┌────────

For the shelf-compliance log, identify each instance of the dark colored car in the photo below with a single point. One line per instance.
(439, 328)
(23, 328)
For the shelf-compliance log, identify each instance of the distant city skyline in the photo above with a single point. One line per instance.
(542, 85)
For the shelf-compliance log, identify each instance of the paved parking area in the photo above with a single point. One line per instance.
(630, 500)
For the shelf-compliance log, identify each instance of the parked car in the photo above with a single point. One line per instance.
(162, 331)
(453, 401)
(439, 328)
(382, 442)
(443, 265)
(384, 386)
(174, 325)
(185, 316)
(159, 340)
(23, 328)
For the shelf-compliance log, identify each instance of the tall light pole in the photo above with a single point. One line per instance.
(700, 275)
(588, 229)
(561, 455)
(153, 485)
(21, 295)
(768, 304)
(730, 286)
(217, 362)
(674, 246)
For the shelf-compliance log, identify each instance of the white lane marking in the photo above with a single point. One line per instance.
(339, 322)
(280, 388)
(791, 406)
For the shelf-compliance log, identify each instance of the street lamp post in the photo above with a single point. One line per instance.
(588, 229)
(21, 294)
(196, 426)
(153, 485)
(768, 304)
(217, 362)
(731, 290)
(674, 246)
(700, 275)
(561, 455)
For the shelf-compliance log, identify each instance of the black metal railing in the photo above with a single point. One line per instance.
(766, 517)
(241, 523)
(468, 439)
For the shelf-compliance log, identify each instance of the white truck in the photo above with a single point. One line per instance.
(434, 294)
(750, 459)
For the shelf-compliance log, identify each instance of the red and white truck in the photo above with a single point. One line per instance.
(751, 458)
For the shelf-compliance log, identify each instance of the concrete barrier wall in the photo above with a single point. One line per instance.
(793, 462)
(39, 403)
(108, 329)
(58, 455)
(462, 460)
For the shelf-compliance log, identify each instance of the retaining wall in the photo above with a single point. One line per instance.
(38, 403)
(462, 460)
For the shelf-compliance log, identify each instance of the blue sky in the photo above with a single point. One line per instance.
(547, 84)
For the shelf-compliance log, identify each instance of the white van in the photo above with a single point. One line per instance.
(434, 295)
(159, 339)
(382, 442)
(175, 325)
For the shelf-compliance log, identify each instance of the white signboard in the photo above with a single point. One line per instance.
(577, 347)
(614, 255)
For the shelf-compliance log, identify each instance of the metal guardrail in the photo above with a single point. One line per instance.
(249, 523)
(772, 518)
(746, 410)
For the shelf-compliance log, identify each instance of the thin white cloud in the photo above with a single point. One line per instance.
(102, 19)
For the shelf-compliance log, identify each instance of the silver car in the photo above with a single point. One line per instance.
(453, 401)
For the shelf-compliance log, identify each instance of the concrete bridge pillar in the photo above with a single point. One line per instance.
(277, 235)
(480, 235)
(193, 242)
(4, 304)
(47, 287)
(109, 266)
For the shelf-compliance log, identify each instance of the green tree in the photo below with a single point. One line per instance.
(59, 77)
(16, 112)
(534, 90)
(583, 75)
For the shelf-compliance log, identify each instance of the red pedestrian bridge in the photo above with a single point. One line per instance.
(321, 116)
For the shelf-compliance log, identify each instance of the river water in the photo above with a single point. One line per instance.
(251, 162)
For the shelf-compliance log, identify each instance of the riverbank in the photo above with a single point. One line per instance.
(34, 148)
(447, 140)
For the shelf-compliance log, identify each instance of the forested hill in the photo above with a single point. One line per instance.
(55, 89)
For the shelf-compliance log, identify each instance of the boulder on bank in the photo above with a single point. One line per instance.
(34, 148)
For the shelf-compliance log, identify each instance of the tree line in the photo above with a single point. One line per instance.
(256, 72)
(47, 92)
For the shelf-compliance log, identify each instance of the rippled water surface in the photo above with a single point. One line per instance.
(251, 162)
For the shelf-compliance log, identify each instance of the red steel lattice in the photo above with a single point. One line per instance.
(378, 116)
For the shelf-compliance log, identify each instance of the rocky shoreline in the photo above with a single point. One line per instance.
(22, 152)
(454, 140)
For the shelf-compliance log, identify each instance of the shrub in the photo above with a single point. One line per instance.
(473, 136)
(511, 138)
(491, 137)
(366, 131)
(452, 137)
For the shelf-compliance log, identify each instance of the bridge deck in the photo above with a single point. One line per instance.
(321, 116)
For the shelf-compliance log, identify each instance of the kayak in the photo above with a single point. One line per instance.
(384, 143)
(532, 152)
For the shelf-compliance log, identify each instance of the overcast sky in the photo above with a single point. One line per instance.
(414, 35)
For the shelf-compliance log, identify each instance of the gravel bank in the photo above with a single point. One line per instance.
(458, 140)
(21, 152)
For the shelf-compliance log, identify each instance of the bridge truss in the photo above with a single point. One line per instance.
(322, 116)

└────────

■ WORK TO DO
From the records above, please extract every line and repeat it exactly.

■ RESULT
For the shelf-compliance log, identify each instance of the dark colored car in the photo below with a single point. One line per instance.
(439, 328)
(23, 328)
For the shelf-compliance log, identify each instance of the distant city skyline in the photo above with a single point. One line per instance.
(542, 85)
For the shelf-compliance log, identify each instance of the paved parking area in the photo above with a single point. One line per instance.
(630, 500)
For the shelf-compliance log, identify each instance of the parked car in the photo above with a single point. One line per instance.
(162, 331)
(453, 401)
(439, 328)
(382, 442)
(443, 265)
(384, 386)
(174, 325)
(185, 316)
(159, 340)
(23, 328)
For the shelf-compliance log, identify each instance of the tall light pole in the photo above with a single point. One line per instance.
(700, 275)
(588, 229)
(561, 455)
(153, 485)
(21, 295)
(768, 304)
(730, 286)
(217, 362)
(674, 246)
For the shelf-compliance log, identify each instance of the white lane marking in the photo above with a single point. One line per instance.
(339, 322)
(280, 388)
(791, 406)
For the shelf-compliance log, identify each instance of the street lamp post in the photo above with a single point. One line per instance.
(588, 229)
(21, 294)
(196, 426)
(153, 485)
(768, 304)
(217, 362)
(731, 290)
(674, 246)
(700, 275)
(561, 455)
For the shelf-compliance log, identify each instance of the black metal railing in the photo above with a single point. One line per instance.
(766, 517)
(241, 523)
(468, 439)
For the shelf-compliance log, identify each instance of the white truck in the photo above with a single point. One line per instance.
(434, 294)
(750, 459)
For the shelf-compliance log, identify each instance of the red and white truck in the photo above with a single point. One line per instance.
(751, 458)
For the shelf-compliance log, identify each instance of the concrete barrier wall in the photo above with a single point. One line per instance.
(793, 462)
(39, 403)
(108, 329)
(58, 455)
(462, 460)
For the shelf-compliance log, identify each instance of the retaining wall in the photo above with a single point. One line per instance.
(38, 403)
(462, 460)
For the shelf-compliance log, identify each instance of the blue sky in the photo above with a single point. One line per instance.
(547, 84)
For the shelf-compliance log, identify each instance of the white van in the photo above with a single point. One line per instance.
(434, 295)
(159, 339)
(382, 442)
(175, 325)
For the shelf-compliance log, identify each instance of the white signboard in the photo above with a single point. One line per instance.
(577, 347)
(614, 255)
For the shelf-compliance log, identify each instance of the metal guardrail in the photo above with a single point. One line per instance.
(249, 523)
(772, 518)
(746, 410)
For the shelf-compliance log, identify each instance of the thin white cloud in the photo above with a single point. One line per instance.
(102, 19)
For the shelf-compliance log, identify each instance of the silver car in the photo above with a single point. One line per instance.
(453, 401)
For the shelf-compliance log, identify each instance of the concrete bridge pillar in the photo above with a single point. One line per instance.
(277, 235)
(480, 235)
(193, 242)
(4, 304)
(47, 287)
(109, 266)
For the shelf-compliance log, identify each instance of the green tree in the photo below with a single point. One line per instance.
(59, 77)
(16, 112)
(534, 90)
(583, 75)
For the shelf-compliance log, identify each instance of the red pedestrian bridge in the photo above with a single point. One line per instance.
(321, 116)
For the shelf-compliance log, identify each instance of the river water in the photo above with a single point. One line per instance.
(251, 162)
For the shelf-compliance log, identify each instance of the riverbank in the photo above with a single point. One line per instance.
(34, 148)
(447, 140)
For the shelf-compliance log, identify each instance of the forested hill in the photo above with a single point. One line per instance.
(55, 89)
For the shelf-compliance log, identify each instance of the boulder on bank in the photo above with a single point. One line per instance.
(34, 148)
For the shelf-compliance log, identify each instance of the tree line in the photo above with a single point. One line per instance.
(256, 72)
(47, 92)
For the shelf-compliance log, identify each instance of the rippled water surface in the photo above with a single point. One line per instance.
(251, 162)
For the shelf-compliance log, identify each instance of the red steel lattice in the photo above with a single point. One line per instance.
(378, 116)
For the shelf-compliance log, identify each instance of the rocky shoreline in the photo above with a single point. One line per instance.
(22, 152)
(454, 140)
For the shelf-compliance log, identify each instance of the shrub in the photo above with a single point. One line per instance.
(473, 136)
(511, 138)
(491, 137)
(366, 131)
(452, 137)
For the shelf-compliance log, identify each instance of the bridge deck in the photo above with a single point. One line per instance.
(321, 116)
For the shelf-compliance log, identify each instance of the kayak in the photo above with a single point. One line per instance.
(384, 143)
(532, 152)
For the shelf-compliance log, identify each instance of the overcast sky in the photo above with a single point. One line per instance.
(414, 35)
For the shelf-compliance log, identify each instance of the gravel bank in the photo above with a single point. One line per instance.
(458, 140)
(21, 152)
For the shelf-compliance log, identify each instance of the bridge truss in the photo above with a single point. One line per instance.
(322, 116)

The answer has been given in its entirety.